## begin Materials provided
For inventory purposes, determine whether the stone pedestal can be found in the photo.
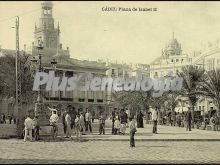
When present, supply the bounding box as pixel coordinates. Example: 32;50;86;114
35;103;50;126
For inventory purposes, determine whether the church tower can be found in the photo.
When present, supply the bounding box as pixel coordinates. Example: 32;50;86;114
34;1;60;49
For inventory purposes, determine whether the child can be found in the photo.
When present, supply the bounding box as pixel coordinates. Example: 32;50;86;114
129;117;137;147
114;115;121;135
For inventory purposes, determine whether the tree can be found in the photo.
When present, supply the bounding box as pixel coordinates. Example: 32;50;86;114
113;91;152;122
178;65;205;126
0;54;37;137
199;68;220;117
0;54;36;104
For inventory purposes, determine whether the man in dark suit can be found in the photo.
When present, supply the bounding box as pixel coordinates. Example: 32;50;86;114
186;107;192;131
112;108;116;134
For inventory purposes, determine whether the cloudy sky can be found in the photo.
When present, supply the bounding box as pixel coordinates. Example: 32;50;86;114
0;1;220;63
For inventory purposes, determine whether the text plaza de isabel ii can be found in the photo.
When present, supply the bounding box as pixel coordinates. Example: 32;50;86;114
0;1;220;118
## end Materials provided
- Stated exercise -
Pick out every line in the entries above that contains the word "cloudy", and copy each one. Case counts.

- Answer in full -
For inventory purposes, determine whether the cloudy sky can be found in the photo.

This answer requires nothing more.